## PROBLEM TO WORK ON
Reproduce in full, word for word, the email reply about browser-based BDD tests that appears below.

** Start of TEXT SEGMENT **

Erik Huelsmann <ehu...@gmail.com> wrote:
    > Chris, John and I have been slowly working our way to creating 
infrastructure
    > on which we can base browser-based BDD tests. We had some problems with 
race
    > conditions between the HTML/JS renderer (PhantomJS) and the expectations
    > being tested in the test-driver (Selenium::Driver). However, these have 
been
    > fixed as of this morning.

WOOHOO!
Before PhantomJS became available, with the firefox plugin, I found it best
to run it all under Xnest or Xvnc, so that I could control the screen
resolution. Otherwise, whether or not certain things displayed depended upon
the size of the display....  With PhantomJS that shouldn't be an issue, I think.

    > Earlier today, I merged the first feature file (2 tests) to 'master'. This
    > feature file does nothing more than just navigate to /setup.pl and 
/login.pl
    > and verify that the credentials text boxes are displayed.

    > Now that we're able to create feature files and write step files (and we 
know
    > what we need to do to prevent these race conditions), I'm thinking that we
    > need to devise a generally applicable structure on how tests are 
initialized,
    > torn down, cleanup takes place, etc.

Yes.

    > John and I were talking how we'd like tests to clean up behind themselves,
    > removing database objects that have been added in the testing process, 
such
    > databases, (super/login) roles, etc...

yes, also one might sometimes like to write the test to validate that the
resulting database objects exist.

I suggest a basic set of infrastructure, including logins, a few customers
and some transactions.   Ideally, one would then start a transaction and open
the HTTP port within the transaction...

** End of TEXT SEGMENT **
** Start of DATA LISTING **

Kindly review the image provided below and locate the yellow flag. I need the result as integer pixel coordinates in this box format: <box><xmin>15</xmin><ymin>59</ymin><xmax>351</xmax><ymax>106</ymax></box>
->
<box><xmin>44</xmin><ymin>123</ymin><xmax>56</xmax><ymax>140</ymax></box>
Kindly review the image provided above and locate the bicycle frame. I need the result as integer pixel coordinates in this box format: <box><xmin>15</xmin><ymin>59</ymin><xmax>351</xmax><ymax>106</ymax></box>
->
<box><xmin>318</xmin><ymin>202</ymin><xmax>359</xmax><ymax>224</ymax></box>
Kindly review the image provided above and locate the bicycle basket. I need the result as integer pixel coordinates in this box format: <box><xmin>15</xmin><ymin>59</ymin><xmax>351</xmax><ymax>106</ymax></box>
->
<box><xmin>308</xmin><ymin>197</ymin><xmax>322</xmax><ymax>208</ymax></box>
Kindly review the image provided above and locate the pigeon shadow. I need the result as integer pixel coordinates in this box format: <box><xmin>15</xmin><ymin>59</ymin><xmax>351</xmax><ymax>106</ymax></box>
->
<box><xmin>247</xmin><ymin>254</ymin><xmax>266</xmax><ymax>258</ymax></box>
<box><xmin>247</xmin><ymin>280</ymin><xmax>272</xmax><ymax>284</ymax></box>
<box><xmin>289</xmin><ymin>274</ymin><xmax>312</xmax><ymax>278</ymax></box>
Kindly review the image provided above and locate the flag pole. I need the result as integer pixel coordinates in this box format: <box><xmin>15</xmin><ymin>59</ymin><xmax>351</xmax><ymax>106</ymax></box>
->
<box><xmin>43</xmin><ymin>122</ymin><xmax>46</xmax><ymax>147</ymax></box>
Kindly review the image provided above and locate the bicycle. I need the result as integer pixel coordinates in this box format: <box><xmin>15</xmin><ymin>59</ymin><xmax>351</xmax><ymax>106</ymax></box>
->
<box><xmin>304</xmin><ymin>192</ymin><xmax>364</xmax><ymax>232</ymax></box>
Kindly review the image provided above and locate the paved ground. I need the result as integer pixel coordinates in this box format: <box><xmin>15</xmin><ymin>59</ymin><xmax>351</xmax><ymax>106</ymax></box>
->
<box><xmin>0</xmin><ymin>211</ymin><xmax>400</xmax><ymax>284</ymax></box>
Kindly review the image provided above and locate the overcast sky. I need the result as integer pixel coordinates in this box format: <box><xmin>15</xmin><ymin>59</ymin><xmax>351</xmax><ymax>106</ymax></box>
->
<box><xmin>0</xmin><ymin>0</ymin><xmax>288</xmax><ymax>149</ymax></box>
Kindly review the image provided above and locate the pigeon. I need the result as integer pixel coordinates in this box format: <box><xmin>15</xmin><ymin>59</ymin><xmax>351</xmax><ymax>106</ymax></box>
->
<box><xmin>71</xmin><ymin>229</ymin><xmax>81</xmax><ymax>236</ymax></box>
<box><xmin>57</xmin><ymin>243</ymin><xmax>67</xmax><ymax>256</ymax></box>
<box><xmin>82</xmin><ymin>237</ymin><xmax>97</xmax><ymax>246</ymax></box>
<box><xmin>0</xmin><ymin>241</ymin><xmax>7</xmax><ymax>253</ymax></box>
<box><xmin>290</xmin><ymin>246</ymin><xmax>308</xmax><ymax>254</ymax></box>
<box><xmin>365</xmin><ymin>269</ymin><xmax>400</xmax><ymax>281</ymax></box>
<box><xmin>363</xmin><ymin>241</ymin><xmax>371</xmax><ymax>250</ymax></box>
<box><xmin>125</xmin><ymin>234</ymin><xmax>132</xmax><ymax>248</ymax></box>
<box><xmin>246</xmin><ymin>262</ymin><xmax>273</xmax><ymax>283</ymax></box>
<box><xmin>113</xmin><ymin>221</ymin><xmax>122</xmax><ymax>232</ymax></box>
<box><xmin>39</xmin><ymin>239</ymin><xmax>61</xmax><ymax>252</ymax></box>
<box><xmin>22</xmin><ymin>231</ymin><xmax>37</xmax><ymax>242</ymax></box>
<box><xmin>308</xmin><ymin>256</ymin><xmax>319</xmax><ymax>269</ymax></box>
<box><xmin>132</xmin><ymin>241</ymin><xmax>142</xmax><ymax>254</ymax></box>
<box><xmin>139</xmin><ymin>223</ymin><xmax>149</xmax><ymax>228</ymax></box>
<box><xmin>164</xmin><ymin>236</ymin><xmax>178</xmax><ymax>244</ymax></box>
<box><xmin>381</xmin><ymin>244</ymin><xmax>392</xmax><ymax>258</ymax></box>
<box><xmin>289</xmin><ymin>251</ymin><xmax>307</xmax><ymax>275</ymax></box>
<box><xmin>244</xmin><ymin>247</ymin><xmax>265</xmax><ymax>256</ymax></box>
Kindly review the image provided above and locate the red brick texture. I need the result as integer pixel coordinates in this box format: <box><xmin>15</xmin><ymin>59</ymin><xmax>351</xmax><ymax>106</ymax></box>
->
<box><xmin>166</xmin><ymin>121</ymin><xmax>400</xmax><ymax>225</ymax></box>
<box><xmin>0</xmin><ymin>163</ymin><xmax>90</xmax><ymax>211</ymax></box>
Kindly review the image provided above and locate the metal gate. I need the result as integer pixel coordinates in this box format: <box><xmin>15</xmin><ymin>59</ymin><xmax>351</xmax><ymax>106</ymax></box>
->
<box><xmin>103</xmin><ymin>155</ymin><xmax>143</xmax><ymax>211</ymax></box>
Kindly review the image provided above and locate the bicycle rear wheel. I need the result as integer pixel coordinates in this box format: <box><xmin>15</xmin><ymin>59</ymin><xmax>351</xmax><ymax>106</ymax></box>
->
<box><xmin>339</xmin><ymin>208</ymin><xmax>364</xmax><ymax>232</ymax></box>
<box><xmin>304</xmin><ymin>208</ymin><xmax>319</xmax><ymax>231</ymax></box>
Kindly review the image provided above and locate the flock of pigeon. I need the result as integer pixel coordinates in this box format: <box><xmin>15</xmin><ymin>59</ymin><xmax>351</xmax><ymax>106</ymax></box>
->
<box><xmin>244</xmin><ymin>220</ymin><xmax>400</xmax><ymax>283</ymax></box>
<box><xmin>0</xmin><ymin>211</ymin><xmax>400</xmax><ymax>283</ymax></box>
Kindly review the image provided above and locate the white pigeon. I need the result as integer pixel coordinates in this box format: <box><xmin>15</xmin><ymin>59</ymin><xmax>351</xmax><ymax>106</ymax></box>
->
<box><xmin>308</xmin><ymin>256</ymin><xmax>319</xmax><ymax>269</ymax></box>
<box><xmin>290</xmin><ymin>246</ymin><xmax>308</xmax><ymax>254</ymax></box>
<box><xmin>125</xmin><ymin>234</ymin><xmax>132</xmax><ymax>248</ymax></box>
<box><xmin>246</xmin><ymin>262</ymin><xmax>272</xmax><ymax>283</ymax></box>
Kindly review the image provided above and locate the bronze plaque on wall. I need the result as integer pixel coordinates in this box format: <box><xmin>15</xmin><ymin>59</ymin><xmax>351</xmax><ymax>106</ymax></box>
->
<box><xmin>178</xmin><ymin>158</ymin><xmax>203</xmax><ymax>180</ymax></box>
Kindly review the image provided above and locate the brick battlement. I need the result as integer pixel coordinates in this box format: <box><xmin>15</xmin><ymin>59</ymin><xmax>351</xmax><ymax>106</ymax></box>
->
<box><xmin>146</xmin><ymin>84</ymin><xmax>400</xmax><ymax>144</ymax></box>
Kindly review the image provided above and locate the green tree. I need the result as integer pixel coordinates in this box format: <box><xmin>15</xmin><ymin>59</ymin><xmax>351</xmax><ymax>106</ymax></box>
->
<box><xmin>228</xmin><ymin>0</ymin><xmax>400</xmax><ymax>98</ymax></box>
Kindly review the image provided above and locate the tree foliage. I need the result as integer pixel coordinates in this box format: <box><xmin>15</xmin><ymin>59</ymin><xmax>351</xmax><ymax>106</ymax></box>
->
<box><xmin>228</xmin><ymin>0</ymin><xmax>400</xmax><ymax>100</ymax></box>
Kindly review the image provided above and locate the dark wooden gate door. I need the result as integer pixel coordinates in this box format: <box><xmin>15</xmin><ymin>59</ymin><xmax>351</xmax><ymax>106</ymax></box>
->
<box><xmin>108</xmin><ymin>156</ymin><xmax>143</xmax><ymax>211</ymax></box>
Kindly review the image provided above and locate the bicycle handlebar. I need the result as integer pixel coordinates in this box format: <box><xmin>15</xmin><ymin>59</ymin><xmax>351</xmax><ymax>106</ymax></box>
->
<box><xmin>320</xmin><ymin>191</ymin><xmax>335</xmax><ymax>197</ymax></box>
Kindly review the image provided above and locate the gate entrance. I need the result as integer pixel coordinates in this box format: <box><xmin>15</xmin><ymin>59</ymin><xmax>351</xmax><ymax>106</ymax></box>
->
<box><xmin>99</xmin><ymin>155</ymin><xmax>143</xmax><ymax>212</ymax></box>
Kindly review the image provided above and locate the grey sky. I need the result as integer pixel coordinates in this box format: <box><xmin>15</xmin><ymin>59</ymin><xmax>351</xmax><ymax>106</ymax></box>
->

** End of DATA LISTING **

## EXERCISE RESULT
Erik Huelsmann <ehu...@gmail.com> wrote:
    > Chris, John and I have been slowly working our way to creating 
infrastructure
    > on which we can base browser-based BDD tests. We had some problems with 
race
    > conditions between the HTML/JS renderer (PhantomJS) and the expectations
    > being tested in the test-driver (Selenium::Driver). However, these have 
been
    > fixed as of this morning.

WOOHOO!
Before PhantomJS became available, with the firefox plugin, I found it best
to run it all under Xnest or Xvnc, so that I could control the screen
resolution. Otherwise, whether or not certain things displayed depended upon
the size of the display....  With PhantomJS that shouldn't be an issue, I think.

    > Earlier today, I merged the first feature file (2 tests) to 'master'. This
    > feature file does nothing more than just navigate to /setup.pl and 
/login.pl
    > and verify that the credentials text boxes are displayed.

    > Now that we're able to create feature files and write step files (and we 
know
    > what we need to do to prevent these race conditions), I'm thinking that we
    > need to devise a generally applicable structure on how tests are 
initialized,
    > torn down, cleanup takes place, etc.

Yes.

    > John and I were talking how we'd like tests to clean up behind themselves,
    > removing database objects that have been added in the testing process, 
such
    > databases, (super/login) roles, etc...

yes, also one might sometimes like to write the test to validate that the
resulting database objects exist.

I suggest a basic set of infrastructure, including logins, a few customers
and some transactions.   Ideally, one would then start a transaction and open
the HTTP port within the transaction...